__RECORD EXTRACTS__.
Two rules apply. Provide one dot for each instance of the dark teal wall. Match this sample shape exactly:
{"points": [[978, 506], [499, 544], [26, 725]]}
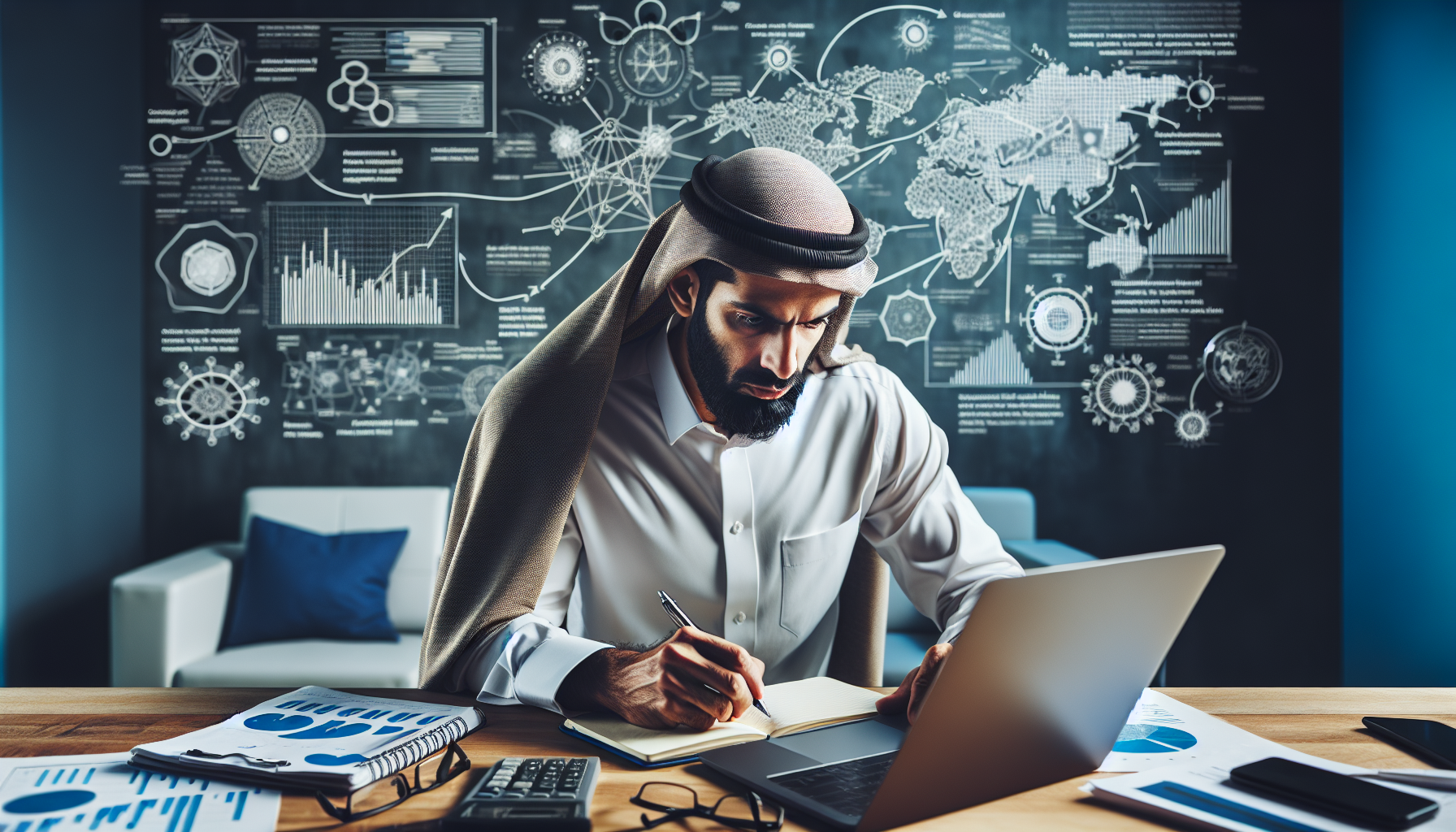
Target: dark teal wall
{"points": [[72, 340], [1400, 324]]}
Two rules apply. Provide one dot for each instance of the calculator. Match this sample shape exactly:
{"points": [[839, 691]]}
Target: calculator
{"points": [[531, 795]]}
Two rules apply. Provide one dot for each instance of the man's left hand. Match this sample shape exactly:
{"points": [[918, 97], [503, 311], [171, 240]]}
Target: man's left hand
{"points": [[910, 696]]}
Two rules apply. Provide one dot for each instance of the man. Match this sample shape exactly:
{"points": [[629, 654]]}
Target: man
{"points": [[700, 427]]}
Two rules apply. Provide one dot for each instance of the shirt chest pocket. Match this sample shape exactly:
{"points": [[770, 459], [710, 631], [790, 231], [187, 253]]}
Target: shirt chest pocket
{"points": [[812, 571]]}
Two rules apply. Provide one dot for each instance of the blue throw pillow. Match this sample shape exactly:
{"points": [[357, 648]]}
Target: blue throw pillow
{"points": [[299, 585]]}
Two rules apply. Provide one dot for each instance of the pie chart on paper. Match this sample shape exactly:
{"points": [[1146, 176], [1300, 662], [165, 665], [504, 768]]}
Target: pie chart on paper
{"points": [[1152, 739]]}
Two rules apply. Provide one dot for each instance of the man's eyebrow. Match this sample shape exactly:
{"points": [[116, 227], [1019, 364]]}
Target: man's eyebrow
{"points": [[760, 312]]}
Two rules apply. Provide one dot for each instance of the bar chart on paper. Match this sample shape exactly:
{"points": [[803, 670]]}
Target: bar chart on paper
{"points": [[101, 791], [362, 266]]}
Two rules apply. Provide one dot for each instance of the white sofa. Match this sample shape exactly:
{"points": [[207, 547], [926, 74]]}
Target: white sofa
{"points": [[167, 618]]}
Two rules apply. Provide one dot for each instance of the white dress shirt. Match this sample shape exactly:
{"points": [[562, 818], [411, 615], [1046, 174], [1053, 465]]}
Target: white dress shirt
{"points": [[752, 538]]}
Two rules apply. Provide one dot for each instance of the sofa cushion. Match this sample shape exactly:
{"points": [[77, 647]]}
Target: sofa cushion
{"points": [[309, 662], [299, 585], [329, 510]]}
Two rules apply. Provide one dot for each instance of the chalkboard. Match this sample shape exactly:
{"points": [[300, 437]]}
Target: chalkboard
{"points": [[1106, 236]]}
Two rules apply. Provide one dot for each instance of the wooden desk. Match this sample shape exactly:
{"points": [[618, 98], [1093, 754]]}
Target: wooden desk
{"points": [[1324, 722]]}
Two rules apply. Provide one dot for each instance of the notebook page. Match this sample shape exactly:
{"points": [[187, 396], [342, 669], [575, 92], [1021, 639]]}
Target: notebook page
{"points": [[807, 703]]}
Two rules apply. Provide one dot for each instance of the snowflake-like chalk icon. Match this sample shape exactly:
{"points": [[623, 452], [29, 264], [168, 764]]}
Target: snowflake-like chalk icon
{"points": [[1123, 392], [207, 64], [908, 318], [210, 401]]}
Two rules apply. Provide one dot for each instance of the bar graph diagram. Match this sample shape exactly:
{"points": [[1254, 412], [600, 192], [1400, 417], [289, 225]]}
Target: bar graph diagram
{"points": [[1203, 229], [998, 365], [362, 266], [110, 795]]}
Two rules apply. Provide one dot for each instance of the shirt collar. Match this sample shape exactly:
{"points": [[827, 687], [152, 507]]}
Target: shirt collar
{"points": [[678, 410]]}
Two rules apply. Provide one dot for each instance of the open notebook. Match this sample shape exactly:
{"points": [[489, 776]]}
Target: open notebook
{"points": [[795, 705]]}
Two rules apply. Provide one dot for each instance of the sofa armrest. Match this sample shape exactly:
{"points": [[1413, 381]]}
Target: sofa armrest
{"points": [[167, 613]]}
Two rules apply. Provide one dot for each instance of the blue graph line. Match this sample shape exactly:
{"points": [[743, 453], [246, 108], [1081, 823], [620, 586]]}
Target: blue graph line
{"points": [[1222, 808]]}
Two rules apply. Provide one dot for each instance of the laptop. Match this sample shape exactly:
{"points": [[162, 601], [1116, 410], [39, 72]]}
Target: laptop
{"points": [[1034, 692]]}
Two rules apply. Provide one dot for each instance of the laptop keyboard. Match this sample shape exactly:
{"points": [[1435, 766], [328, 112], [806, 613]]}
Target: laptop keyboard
{"points": [[847, 787]]}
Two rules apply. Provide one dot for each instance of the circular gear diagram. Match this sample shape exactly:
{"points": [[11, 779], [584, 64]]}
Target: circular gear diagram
{"points": [[650, 67], [211, 402], [1123, 394], [1059, 319], [908, 318], [280, 136], [209, 267], [1242, 363], [560, 67], [1193, 427], [478, 385]]}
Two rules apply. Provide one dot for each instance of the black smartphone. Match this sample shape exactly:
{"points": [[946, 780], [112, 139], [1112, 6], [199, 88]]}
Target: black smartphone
{"points": [[1338, 796], [1433, 742]]}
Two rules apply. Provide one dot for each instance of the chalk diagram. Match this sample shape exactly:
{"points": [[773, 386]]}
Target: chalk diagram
{"points": [[211, 402], [207, 64], [1059, 319], [1123, 392], [908, 318], [343, 264], [358, 376], [206, 267]]}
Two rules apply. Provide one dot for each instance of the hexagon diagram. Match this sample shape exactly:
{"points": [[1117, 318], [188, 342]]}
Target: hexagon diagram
{"points": [[200, 267], [908, 318], [207, 64]]}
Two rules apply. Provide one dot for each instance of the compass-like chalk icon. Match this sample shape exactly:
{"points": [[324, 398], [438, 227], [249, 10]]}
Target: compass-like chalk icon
{"points": [[1059, 319], [1123, 392], [210, 401], [560, 67], [651, 60], [908, 318], [280, 136]]}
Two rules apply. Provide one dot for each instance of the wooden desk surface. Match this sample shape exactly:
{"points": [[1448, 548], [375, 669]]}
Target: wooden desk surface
{"points": [[1324, 722]]}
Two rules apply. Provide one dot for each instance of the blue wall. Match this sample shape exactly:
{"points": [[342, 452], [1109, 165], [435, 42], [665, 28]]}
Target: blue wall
{"points": [[70, 353], [1400, 321]]}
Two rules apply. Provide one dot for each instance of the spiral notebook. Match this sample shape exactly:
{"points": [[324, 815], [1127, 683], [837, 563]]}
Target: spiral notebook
{"points": [[795, 705], [314, 738]]}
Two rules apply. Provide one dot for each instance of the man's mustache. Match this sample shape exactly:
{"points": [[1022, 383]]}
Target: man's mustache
{"points": [[763, 378]]}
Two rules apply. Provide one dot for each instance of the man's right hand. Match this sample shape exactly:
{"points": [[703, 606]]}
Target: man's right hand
{"points": [[691, 679]]}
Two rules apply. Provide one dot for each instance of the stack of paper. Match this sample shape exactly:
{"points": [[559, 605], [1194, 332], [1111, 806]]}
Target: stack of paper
{"points": [[314, 738], [101, 791]]}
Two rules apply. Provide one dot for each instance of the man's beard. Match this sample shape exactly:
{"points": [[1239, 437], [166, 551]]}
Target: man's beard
{"points": [[737, 413]]}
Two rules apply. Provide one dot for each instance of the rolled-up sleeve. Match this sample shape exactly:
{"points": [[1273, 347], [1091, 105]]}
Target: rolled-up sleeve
{"points": [[526, 662], [937, 544]]}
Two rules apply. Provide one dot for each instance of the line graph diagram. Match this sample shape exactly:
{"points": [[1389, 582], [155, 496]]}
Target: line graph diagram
{"points": [[362, 266]]}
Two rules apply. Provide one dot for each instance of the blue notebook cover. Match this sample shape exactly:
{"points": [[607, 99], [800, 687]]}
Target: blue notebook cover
{"points": [[618, 752]]}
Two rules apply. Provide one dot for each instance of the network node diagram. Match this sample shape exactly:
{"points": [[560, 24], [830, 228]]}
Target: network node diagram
{"points": [[207, 64], [211, 402], [206, 267], [1123, 392], [908, 318]]}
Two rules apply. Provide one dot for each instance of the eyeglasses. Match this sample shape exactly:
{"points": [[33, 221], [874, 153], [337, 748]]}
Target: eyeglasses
{"points": [[678, 802], [453, 764]]}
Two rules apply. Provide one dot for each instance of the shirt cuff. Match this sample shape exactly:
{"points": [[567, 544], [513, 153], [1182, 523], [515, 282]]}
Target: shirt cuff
{"points": [[553, 659]]}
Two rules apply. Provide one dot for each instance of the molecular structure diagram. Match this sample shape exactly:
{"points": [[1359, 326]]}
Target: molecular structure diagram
{"points": [[354, 75]]}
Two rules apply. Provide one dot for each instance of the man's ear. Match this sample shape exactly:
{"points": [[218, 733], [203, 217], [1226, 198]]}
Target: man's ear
{"points": [[682, 290]]}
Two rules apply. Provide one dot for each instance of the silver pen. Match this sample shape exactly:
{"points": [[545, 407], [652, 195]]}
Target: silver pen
{"points": [[680, 620]]}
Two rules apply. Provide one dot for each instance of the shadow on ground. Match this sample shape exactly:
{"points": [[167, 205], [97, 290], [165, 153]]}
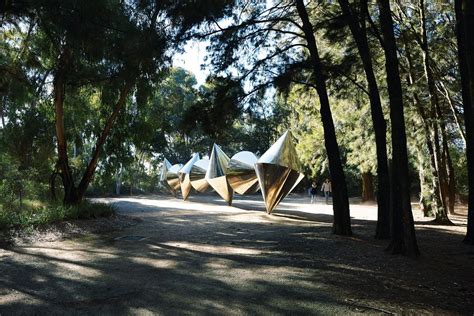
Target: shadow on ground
{"points": [[196, 259]]}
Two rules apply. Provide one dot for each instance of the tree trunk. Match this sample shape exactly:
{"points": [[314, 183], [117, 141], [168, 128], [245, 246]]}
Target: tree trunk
{"points": [[436, 205], [451, 180], [403, 239], [59, 86], [2, 110], [359, 33], [464, 25], [118, 180], [342, 220], [87, 177], [73, 194], [424, 202], [436, 121], [367, 187]]}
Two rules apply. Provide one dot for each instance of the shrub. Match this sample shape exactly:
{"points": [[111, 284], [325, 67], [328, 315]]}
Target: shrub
{"points": [[34, 213]]}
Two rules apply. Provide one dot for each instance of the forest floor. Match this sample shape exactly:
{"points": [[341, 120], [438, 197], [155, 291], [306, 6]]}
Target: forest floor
{"points": [[161, 255]]}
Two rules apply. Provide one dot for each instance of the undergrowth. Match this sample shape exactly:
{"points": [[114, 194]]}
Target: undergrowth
{"points": [[34, 213]]}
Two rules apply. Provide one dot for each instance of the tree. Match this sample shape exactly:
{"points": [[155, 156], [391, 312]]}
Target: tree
{"points": [[118, 47], [356, 20], [403, 239], [342, 224], [464, 25], [280, 32]]}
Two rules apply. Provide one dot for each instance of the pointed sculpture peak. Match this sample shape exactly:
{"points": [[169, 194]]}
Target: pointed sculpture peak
{"points": [[282, 153], [188, 166], [218, 163]]}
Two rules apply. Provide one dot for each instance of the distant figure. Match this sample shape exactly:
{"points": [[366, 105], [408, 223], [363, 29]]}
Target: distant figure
{"points": [[313, 191], [326, 188]]}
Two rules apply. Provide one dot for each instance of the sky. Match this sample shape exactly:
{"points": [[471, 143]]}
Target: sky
{"points": [[192, 58]]}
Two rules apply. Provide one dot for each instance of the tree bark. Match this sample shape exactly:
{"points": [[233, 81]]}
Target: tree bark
{"points": [[424, 202], [436, 122], [403, 239], [359, 33], [464, 25], [59, 86], [118, 180], [436, 196], [2, 110], [73, 194], [87, 177], [342, 220], [367, 187]]}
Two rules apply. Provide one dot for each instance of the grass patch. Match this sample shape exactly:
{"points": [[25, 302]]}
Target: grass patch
{"points": [[35, 213]]}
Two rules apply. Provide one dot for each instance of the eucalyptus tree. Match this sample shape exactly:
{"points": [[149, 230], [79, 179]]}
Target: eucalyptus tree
{"points": [[355, 16], [464, 25], [115, 47]]}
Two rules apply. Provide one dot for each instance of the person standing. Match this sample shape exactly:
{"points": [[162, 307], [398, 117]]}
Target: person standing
{"points": [[313, 191], [326, 188]]}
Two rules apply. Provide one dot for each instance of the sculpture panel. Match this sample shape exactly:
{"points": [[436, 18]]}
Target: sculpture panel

__REQUIREMENT__. Of the entries above, repeat exactly the lines between the line with "Target: laptop keyboard" and the line with "of the black", inclusive, and no others.

__WRITTEN ANSWER__.
Target: laptop keyboard
{"points": [[847, 787]]}
Two rules apply. Provide one dot for each instance of the circular gear diagram. Match this sample shape exactly:
{"points": [[11, 779], [584, 64]]}
Target: circular gear diagram
{"points": [[650, 67], [211, 402], [1123, 394], [1059, 319], [908, 318], [280, 136], [209, 267], [1242, 363], [560, 67], [1193, 427], [478, 385]]}
Two rules apply. Provide one dot for each instance of the black smartphone. Match this sample shape exactly:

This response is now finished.